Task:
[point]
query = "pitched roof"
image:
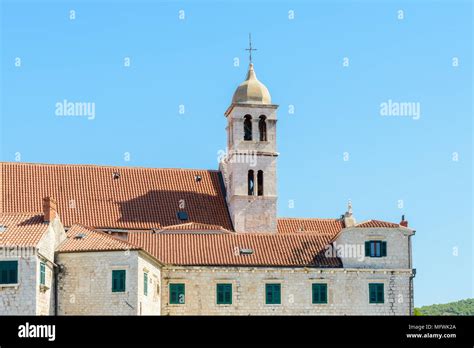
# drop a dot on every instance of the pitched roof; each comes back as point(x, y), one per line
point(295, 250)
point(141, 198)
point(21, 229)
point(295, 225)
point(81, 238)
point(194, 227)
point(377, 224)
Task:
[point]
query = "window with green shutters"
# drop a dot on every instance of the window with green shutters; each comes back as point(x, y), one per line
point(273, 293)
point(42, 273)
point(320, 293)
point(376, 293)
point(8, 272)
point(375, 248)
point(177, 294)
point(224, 293)
point(118, 280)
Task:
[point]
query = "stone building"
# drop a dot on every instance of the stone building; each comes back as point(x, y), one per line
point(147, 241)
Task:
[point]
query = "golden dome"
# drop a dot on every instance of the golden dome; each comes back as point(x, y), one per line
point(251, 91)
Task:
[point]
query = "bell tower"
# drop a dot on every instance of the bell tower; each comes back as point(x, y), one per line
point(250, 165)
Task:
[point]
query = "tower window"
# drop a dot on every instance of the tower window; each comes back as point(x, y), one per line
point(251, 183)
point(262, 127)
point(260, 182)
point(248, 127)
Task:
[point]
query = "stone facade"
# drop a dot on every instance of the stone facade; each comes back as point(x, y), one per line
point(29, 297)
point(251, 213)
point(85, 283)
point(398, 247)
point(348, 291)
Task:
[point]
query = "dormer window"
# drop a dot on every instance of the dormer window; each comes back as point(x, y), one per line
point(375, 248)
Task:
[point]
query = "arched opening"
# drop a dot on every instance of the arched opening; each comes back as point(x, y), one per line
point(248, 127)
point(262, 127)
point(251, 183)
point(260, 182)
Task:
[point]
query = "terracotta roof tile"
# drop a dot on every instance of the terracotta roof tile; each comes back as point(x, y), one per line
point(377, 223)
point(296, 225)
point(81, 238)
point(194, 227)
point(292, 250)
point(21, 229)
point(141, 198)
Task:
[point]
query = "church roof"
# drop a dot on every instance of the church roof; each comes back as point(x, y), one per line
point(81, 238)
point(116, 197)
point(21, 229)
point(251, 91)
point(377, 224)
point(237, 249)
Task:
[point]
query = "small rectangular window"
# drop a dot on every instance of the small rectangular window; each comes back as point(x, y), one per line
point(320, 293)
point(273, 293)
point(224, 293)
point(42, 273)
point(376, 293)
point(118, 281)
point(177, 294)
point(375, 248)
point(8, 272)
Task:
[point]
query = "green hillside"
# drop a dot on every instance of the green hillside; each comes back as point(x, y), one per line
point(463, 307)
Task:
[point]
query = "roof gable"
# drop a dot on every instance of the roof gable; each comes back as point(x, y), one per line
point(140, 198)
point(277, 250)
point(81, 238)
point(22, 229)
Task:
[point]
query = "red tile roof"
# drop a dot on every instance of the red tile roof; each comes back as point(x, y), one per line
point(292, 250)
point(21, 229)
point(294, 225)
point(194, 227)
point(141, 198)
point(81, 238)
point(377, 223)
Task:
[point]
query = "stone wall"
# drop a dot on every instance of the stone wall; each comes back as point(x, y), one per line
point(85, 284)
point(20, 299)
point(398, 247)
point(348, 291)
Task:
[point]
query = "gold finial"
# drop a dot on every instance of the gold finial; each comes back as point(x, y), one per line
point(250, 49)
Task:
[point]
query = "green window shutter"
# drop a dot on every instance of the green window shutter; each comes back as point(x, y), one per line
point(177, 294)
point(273, 293)
point(384, 249)
point(8, 272)
point(118, 280)
point(376, 293)
point(320, 293)
point(224, 293)
point(380, 293)
point(42, 273)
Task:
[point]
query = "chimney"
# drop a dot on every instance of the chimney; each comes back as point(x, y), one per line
point(404, 222)
point(50, 210)
point(349, 220)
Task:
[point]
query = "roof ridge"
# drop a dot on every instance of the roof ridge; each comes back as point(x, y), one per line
point(91, 229)
point(104, 166)
point(307, 218)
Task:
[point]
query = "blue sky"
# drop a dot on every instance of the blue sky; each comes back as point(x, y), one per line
point(190, 62)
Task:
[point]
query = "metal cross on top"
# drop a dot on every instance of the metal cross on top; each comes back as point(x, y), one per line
point(250, 49)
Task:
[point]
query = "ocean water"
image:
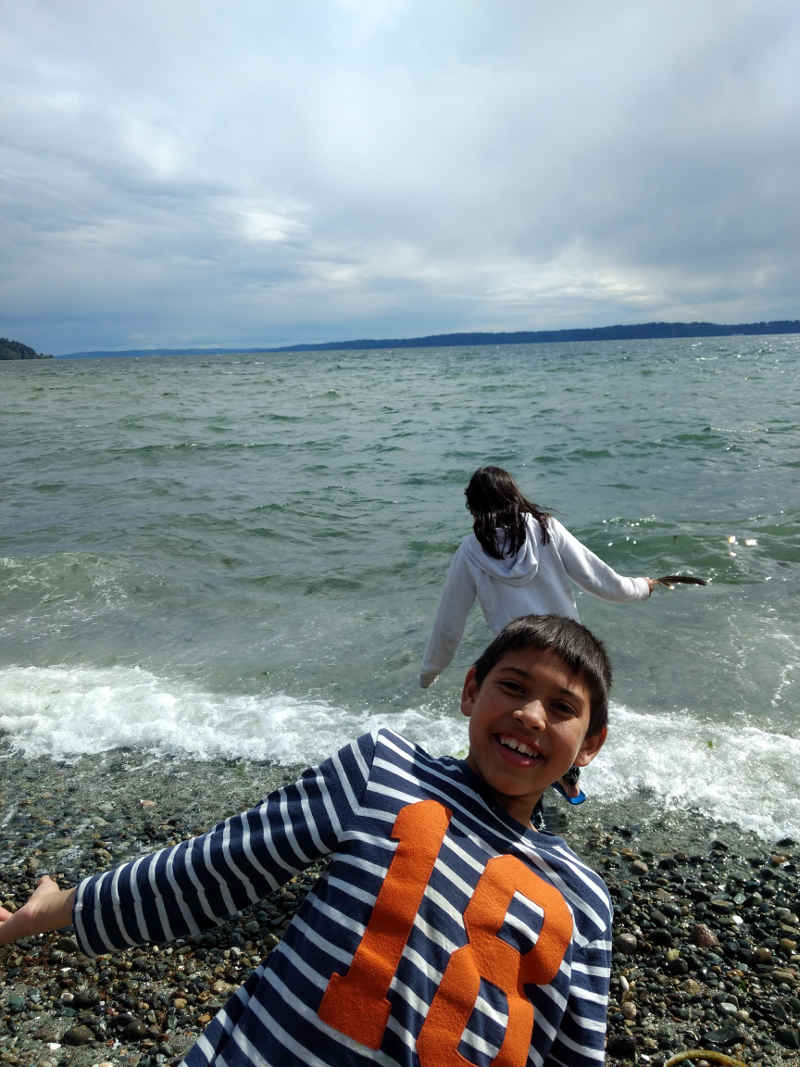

____

**What you have to do**
Without including any pictures, output all the entries above exactly.

**Reply**
Task:
[point]
query = "pitched roof"
image:
# drop a dot on every instance of the pitched roof; each comes back as point(x, y), one per line
point(295, 250)
point(141, 198)
point(21, 229)
point(295, 225)
point(81, 238)
point(194, 227)
point(377, 224)
Task:
[point]
query = "window with green shutters"
# drop a dot on every instance of the window with green shutters; each comes back as point(x, y), one per line
point(273, 293)
point(42, 273)
point(320, 293)
point(376, 293)
point(8, 272)
point(375, 248)
point(177, 294)
point(224, 293)
point(118, 280)
Task:
[point]
query = "stone building"
# drop a dot on every instance of the stone building; each comes back as point(x, y), one per line
point(147, 241)
Task:
[point]
query = "golden dome"
# drop a dot on every instance of the golden dome; each comes back as point(x, y), one per line
point(251, 91)
Task:
[point]
query = "bell tower"
# drop a dot on every instance of the bell tower; each comes back as point(x, y), one per line
point(250, 165)
Task:
[point]
query = "tower window"
# drop a dot on every instance of the tower window; each comes back as point(x, y), one per line
point(251, 183)
point(262, 127)
point(260, 182)
point(248, 127)
Task:
[point]
query = "stone facade"
# drop a dot on every instance of the stone facade; each comes back as point(x, y), one per line
point(29, 297)
point(251, 213)
point(85, 283)
point(398, 247)
point(348, 291)
Task:
[point]
query = "dormer window"
# drop a dot on every instance of the dormer window; each comes back as point(x, y), one per line
point(375, 248)
Task:
[point]
query = "arched opening"
# drop a dot on every instance of the arched opening; each comes back as point(x, y), one per line
point(248, 127)
point(262, 127)
point(251, 183)
point(260, 182)
Task:
[point]
query = "terracotta roof tile"
# drop a dot on every instance of the terracotta roof tile; each comes back as point(x, y), one per line
point(377, 223)
point(296, 225)
point(81, 238)
point(194, 227)
point(292, 250)
point(21, 229)
point(141, 198)
Task:
[point]
query = "church roof"
# drop a dot on every instance of the church roof; each comes back as point(x, y), one per line
point(81, 238)
point(116, 197)
point(21, 229)
point(251, 91)
point(377, 224)
point(237, 249)
Task:
[point]
query = "small rectangular window"
# drop a dot on every instance of the small rectangular window; each comes back as point(x, y), one per line
point(320, 293)
point(273, 293)
point(224, 293)
point(42, 273)
point(376, 293)
point(118, 281)
point(177, 294)
point(375, 248)
point(8, 272)
Task:
[point]
query = "green hillside"
# drop a dot on every instance of the green hillside; each comes back as point(x, y), one per line
point(463, 307)
Task:
[point]
query = "roof gable"
# drop a dot on every instance of the roof gable; each comes back as point(x, y), one per line
point(140, 198)
point(277, 250)
point(81, 238)
point(22, 229)
Task:
[point]
query = "red tile roof"
# drop a dot on every instance of the red tile roof; each comes back as point(x, y), one per line
point(292, 250)
point(21, 229)
point(294, 225)
point(194, 227)
point(141, 198)
point(81, 238)
point(377, 223)
Task:
[point]
query = "stone wall"
# drop a dot on every instance of the stone wall; each comes back as point(x, y), one per line
point(85, 284)
point(20, 299)
point(398, 247)
point(348, 291)
Task:
[point]
query = "gold finial"
# drop a dot on every instance of the gold finial; each comes back as point(x, y), one per line
point(250, 49)
Task:
[point]
query = "green window shutter"
# drop a dot on every instance of the green window shutter; each comes back as point(x, y), one per line
point(177, 294)
point(273, 293)
point(384, 249)
point(8, 272)
point(118, 280)
point(376, 293)
point(320, 293)
point(224, 293)
point(380, 293)
point(42, 273)
Task:
[point]
query = "chimney"
# drop a dot on every instance of the chimney; each comes back as point(x, y), one per line
point(404, 222)
point(50, 210)
point(349, 220)
Task:
[point]
query = "roof ridge"
# drop a dot on every instance of the roof ridge; each comes back as point(x, y), one per line
point(91, 229)
point(104, 166)
point(307, 218)
Task:
[point]
query = "blue sky"
# drop a dot on every instance of the blue sky; each comes back as point(x, y), one per line
point(190, 62)
Task:
[point]
query = "metal cross on top"
# drop a dot on every instance of the metal cross on top; each comes back as point(x, y), one per line
point(250, 49)
Task:
[point]
query = "ocean water"
image:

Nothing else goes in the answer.